— start Data to process —

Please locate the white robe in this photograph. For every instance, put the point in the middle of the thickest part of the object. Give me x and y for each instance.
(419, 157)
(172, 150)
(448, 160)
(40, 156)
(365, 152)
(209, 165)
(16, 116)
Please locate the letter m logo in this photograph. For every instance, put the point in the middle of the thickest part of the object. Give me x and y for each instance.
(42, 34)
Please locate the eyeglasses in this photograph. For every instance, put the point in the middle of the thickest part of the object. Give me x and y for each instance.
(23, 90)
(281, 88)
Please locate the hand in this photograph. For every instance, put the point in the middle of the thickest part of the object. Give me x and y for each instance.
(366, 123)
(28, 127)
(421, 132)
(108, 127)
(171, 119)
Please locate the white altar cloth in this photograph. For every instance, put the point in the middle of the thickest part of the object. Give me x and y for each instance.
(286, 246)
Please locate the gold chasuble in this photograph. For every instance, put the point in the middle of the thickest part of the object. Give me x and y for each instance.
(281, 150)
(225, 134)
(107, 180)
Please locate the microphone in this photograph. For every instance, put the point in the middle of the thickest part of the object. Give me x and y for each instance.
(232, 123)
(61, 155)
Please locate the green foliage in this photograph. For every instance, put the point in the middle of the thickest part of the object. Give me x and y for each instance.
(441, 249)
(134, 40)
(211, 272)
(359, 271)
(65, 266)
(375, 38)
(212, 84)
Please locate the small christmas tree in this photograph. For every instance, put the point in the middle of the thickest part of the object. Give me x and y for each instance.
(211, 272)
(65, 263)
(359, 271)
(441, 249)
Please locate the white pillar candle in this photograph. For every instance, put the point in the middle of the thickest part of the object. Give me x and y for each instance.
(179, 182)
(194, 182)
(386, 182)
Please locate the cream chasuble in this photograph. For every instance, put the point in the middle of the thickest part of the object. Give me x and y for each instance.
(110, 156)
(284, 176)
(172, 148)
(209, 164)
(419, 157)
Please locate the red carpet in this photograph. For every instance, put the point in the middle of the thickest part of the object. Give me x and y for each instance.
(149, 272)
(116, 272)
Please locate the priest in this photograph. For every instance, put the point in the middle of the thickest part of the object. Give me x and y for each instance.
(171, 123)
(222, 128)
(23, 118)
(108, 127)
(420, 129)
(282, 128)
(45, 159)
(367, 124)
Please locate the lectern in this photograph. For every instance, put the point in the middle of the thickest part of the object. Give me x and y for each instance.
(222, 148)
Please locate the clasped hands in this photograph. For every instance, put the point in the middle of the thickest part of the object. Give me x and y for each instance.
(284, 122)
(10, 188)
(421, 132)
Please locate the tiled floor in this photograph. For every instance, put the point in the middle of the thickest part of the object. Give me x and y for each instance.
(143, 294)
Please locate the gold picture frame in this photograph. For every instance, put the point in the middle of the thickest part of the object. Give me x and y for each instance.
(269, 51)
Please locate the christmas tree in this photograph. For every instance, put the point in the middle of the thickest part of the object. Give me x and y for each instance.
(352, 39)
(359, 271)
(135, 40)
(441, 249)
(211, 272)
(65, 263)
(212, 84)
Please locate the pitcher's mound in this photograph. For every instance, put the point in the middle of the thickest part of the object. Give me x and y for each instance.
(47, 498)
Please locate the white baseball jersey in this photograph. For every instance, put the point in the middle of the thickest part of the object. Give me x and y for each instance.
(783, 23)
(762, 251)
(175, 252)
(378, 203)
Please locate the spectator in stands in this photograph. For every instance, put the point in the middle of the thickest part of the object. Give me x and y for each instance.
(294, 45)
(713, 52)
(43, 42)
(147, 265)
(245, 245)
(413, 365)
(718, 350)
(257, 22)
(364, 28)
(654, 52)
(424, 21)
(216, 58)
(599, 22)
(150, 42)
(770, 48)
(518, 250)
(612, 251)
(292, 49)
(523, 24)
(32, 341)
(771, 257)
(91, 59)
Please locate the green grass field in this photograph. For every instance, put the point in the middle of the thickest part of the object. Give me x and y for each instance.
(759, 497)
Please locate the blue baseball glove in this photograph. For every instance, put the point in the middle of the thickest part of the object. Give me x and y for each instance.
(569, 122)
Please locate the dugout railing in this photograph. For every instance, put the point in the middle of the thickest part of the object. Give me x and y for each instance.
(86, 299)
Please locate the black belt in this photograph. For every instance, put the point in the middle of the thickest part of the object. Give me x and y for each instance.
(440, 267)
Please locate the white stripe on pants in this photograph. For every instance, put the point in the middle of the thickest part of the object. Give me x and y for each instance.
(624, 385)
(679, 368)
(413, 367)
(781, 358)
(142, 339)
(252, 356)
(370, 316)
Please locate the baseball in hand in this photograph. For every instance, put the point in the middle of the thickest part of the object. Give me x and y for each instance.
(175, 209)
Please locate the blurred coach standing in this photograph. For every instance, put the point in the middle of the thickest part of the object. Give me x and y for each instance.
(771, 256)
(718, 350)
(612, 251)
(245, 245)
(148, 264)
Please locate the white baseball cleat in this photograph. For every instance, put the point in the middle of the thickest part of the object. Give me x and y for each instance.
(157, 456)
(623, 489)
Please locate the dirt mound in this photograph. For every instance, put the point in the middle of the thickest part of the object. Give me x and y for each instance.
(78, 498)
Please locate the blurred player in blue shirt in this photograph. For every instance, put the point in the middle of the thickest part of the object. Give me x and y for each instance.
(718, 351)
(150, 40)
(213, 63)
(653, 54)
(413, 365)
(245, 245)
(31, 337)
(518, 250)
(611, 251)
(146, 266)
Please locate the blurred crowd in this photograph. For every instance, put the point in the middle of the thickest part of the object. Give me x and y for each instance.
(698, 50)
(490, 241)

— end Data to process —

» **Your instructions**
Rewrite every line of the records above as a Markdown table with two columns, Number and Entry, skipping any blank lines.

» **Result for this exercise**
| Number | Entry |
|---|---|
| 1 | Please locate the white robe in this photograph. For every instance, put the point in the middle of the thickest part of the object. Give me x and y for each instance. |
| 2 | (419, 157) |
| 3 | (172, 150) |
| 4 | (448, 160) |
| 5 | (40, 156) |
| 6 | (365, 152) |
| 7 | (209, 165) |
| 8 | (16, 116) |
| 9 | Please locate the letter m logo in this photograph. For every instance, put the point in the middle of the thickest part of the object. Give me x and y for each instance. |
| 10 | (42, 34) |
| 11 | Please locate the eyeglasses in this photograph. For every instance, put the point in the middle of the thickest part of the object. Give me x and y for each instance. |
| 12 | (23, 90) |
| 13 | (281, 88) |
| 14 | Please locate the hand in this photograph. For every instance, put the point in the middle of the thickest part of the object. Give me x and y for each instance. |
| 15 | (366, 123) |
| 16 | (28, 127) |
| 17 | (421, 132) |
| 18 | (108, 127) |
| 19 | (171, 119) |
| 20 | Please locate the white altar cloth in this photograph. For every instance, put the point in the middle of the thickest part of the object. Give me x and y for each instance. |
| 21 | (286, 246) |
| 22 | Please locate the gold chasuble in this photograph. For every instance, put the point in the middle of the thickest part of the object. Give me x and y for each instance. |
| 23 | (281, 150) |
| 24 | (225, 134) |
| 25 | (107, 180) |
| 26 | Please locate the microphone in this photograph. For every instance, put the point in the middle of the thickest part of the object. Give me x and y for each instance. |
| 27 | (232, 123) |
| 28 | (61, 155) |
| 29 | Please locate the green foliage in this photograph. For every instance, put the point in the middle of the thickest part of the object. Give me x and y for each instance. |
| 30 | (441, 249) |
| 31 | (134, 40) |
| 32 | (211, 272) |
| 33 | (359, 271) |
| 34 | (65, 266) |
| 35 | (375, 38) |
| 36 | (212, 84) |
| 37 | Please locate the small christmas tree in this photograph. For every instance, put the point in the middle of the thickest part of the object. Give me x and y for each instance. |
| 38 | (211, 272) |
| 39 | (65, 263) |
| 40 | (359, 271) |
| 41 | (441, 249) |
| 42 | Please locate the white pillar candle in this photograph. For every instance, put the point in the middle of the thickest part of the object. Give me x and y for each instance. |
| 43 | (179, 182) |
| 44 | (194, 182) |
| 45 | (386, 182) |
| 46 | Please locate the cream chasuble in this photograph. For every instance, put the point in the middle of the thickest part of the object. Give me x and y for each instance. |
| 47 | (110, 156) |
| 48 | (284, 176) |
| 49 | (172, 148) |
| 50 | (209, 164) |
| 51 | (419, 157) |
| 52 | Please locate the red carpet in this photograph. For every instance, put the point in the middle of the thickest part of the object. Give me x and y for each instance. |
| 53 | (149, 272) |
| 54 | (116, 272) |
| 55 | Please locate the priest in this photograph. For every instance, put the point in the middle of the thickest part of the object. Give me x and y for each instance. |
| 56 | (171, 123) |
| 57 | (222, 128) |
| 58 | (23, 118) |
| 59 | (108, 127) |
| 60 | (420, 129) |
| 61 | (282, 128) |
| 62 | (45, 159) |
| 63 | (367, 124) |
| 64 | Please locate the lectern in this photograph. For every instance, put the point in the middle of the thickest part of the object. Give me x and y for each instance. |
| 65 | (222, 148) |
| 66 | Please locate the clasped hands in this photograph. For every instance, put the point in the middle of the thickest part of the object. Give me x and y for each instance. |
| 67 | (284, 122) |
| 68 | (10, 188) |
| 69 | (421, 132) |
| 70 | Please locate the tiled floor in this photograph. For every instance, put the point in the middle of the thickest part of the object. Give me x and y for each instance. |
| 71 | (143, 294) |
| 72 | Please locate the gold picture frame in this photograph. For every instance, put the point in the middle of the thickest part of the object. Give me x and y for each instance. |
| 73 | (269, 51) |
| 74 | Please locate the christmas tree in this photograph. For every instance, put the point in the middle of the thickest part of the object. Give me x and y for each instance. |
| 75 | (352, 39) |
| 76 | (359, 271) |
| 77 | (135, 40) |
| 78 | (441, 249) |
| 79 | (211, 272) |
| 80 | (65, 263) |
| 81 | (212, 84) |
| 82 | Please locate the pitcher's mound in this photograph. For every instance, put the point in the middle of the thickest part of the object. Give me x and y for each instance. |
| 83 | (47, 498) |
| 84 | Please locate the white baseball jersey in this photograph. For every instance, put the point in the middle of the thickest part of the object. Give me x and y for each instance. |
| 85 | (783, 23) |
| 86 | (762, 251) |
| 87 | (175, 252) |
| 88 | (378, 203) |
| 89 | Please locate the spectator in stands in this photograph. For every instance, put the point in the middle of the thickest part of the object. Give me x and y for each instance. |
| 90 | (294, 45) |
| 91 | (713, 52) |
| 92 | (43, 42) |
| 93 | (147, 265) |
| 94 | (245, 245) |
| 95 | (413, 365) |
| 96 | (718, 350) |
| 97 | (257, 22) |
| 98 | (364, 28) |
| 99 | (654, 52) |
| 100 | (424, 21) |
| 101 | (216, 58) |
| 102 | (599, 22) |
| 103 | (150, 42) |
| 104 | (770, 48) |
| 105 | (518, 250) |
| 106 | (612, 251) |
| 107 | (292, 49) |
| 108 | (523, 24) |
| 109 | (32, 341) |
| 110 | (771, 257) |
| 111 | (91, 59) |
| 112 | Please locate the green grass field in this photograph. For every instance, put the point in the middle of the thickest part of the object. Give me x and y for each instance. |
| 113 | (759, 497) |
| 114 | Please locate the blue baseball glove in this photograph. For every instance, put the point in the middle of the thickest part of the object. Give me x and y for each instance. |
| 115 | (569, 122) |
| 116 | Please locate the dugout railing in this photograph. For every instance, put the point in the middle of the thickest part of the object. Give me x and y for each instance. |
| 117 | (86, 299) |
| 118 | Please locate the black belt in this photograph. For every instance, put the point in the middle of the thickest part of the object. Give me x and y for each instance. |
| 119 | (440, 267) |
| 120 | Please locate the white stripe on pants in this photograph. For every instance, put the point in the middle of the thickest part of the object. Give me x and y for each instance. |
| 121 | (624, 385) |
| 122 | (679, 368) |
| 123 | (413, 367) |
| 124 | (781, 358) |
| 125 | (142, 339) |
| 126 | (252, 356) |
| 127 | (370, 316) |
| 128 | Please locate the baseball in hand in this photograph. For every instance, put the point in the middle of the thickest part of the object. Give me x and y for each instance. |
| 129 | (175, 209) |
| 130 | Please locate the blurred coach standing in this photograph. For every instance, put the point in the middle of the thickest part of the object. Give me x and y for each instance. |
| 131 | (771, 256) |
| 132 | (718, 350) |
| 133 | (612, 251) |
| 134 | (245, 245) |
| 135 | (148, 264) |
| 136 | Please locate the white baseball cleat in this photograph. For every instance, put the point in the middle of the thickest part of the object. Give me x and y for each instance. |
| 137 | (157, 456) |
| 138 | (623, 489) |
| 139 | Please locate the dirt mound in this photograph. For every instance, put the point in the middle of the thickest part of the object. Give me x and y for each instance. |
| 140 | (78, 498) |
| 141 | Please locate the blurred player in blue shirt in this photograph. For every instance, put the point in the middle of the thickest part of the object. Give me x and y for each instance. |
| 142 | (718, 351) |
| 143 | (150, 40) |
| 144 | (213, 63) |
| 145 | (653, 54) |
| 146 | (413, 365) |
| 147 | (245, 245) |
| 148 | (31, 337) |
| 149 | (518, 250) |
| 150 | (611, 251) |
| 151 | (146, 266) |
| 152 | Please locate the blurred crowd in this photograph. For every instance, put the point in the middle of the thickest part of the object. Give me x and y for each instance. |
| 153 | (698, 50) |
| 154 | (490, 241) |